## EXERCISE DIRECTIONS
Copy exactly, and only, the lines from the line containing "If you could point to the metal" through the last line of the records below, both included.

## DATA FOR THE TASK

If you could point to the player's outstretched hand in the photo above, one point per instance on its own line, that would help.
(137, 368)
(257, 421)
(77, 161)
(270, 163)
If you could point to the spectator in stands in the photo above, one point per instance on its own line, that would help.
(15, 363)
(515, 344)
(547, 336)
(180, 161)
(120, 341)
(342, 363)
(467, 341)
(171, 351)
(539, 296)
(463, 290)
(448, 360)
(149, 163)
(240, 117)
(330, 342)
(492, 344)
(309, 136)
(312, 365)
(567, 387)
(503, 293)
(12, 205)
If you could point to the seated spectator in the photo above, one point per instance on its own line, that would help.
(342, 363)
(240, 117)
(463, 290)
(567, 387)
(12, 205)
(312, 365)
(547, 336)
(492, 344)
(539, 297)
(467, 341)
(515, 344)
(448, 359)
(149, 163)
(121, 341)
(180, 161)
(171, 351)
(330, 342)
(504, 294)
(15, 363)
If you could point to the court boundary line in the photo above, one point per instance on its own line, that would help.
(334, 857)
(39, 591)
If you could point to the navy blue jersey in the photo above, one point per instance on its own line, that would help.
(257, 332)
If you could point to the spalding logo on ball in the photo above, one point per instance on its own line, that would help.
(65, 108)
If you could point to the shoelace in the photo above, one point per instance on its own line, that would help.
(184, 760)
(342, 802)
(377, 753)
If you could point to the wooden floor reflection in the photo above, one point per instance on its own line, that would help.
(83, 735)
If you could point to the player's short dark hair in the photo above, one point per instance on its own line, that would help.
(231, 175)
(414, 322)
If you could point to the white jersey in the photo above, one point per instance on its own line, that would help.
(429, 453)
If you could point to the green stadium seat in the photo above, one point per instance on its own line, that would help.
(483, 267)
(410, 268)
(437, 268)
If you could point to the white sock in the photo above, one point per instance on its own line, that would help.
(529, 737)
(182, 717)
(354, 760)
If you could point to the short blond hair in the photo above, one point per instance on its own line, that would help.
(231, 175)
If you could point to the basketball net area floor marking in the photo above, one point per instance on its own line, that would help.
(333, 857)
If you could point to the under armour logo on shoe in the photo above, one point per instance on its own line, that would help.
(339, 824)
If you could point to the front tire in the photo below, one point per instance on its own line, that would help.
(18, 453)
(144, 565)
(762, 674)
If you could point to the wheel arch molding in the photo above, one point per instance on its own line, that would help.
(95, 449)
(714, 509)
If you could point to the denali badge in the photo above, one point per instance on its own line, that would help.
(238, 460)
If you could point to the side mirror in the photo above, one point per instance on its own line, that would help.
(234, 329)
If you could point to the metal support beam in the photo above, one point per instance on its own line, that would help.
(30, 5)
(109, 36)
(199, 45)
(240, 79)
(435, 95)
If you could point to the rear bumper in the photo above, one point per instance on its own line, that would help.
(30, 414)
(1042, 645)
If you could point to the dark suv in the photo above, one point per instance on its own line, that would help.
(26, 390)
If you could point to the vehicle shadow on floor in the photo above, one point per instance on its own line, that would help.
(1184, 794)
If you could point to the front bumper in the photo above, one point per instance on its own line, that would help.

## SOLUTION BELOW
If you could point to the metal support beam in the photo above, one point per instance on its own line, that would help.
(30, 5)
(109, 36)
(199, 45)
(240, 79)
(435, 95)
If you could point to the rear bumper in the photo above, one point per instance on its own line, that would help.
(30, 414)
(1042, 645)
If you could point to the dark suv in the photo above, one point per instance on its own line, that would help.
(26, 390)
If you could point to the vehicle shadow on floor in the photo above, one point per instance on its own line, that would help.
(1184, 794)
If you could point to the front bumper in the photo above, one point per instance on its own line, that would help.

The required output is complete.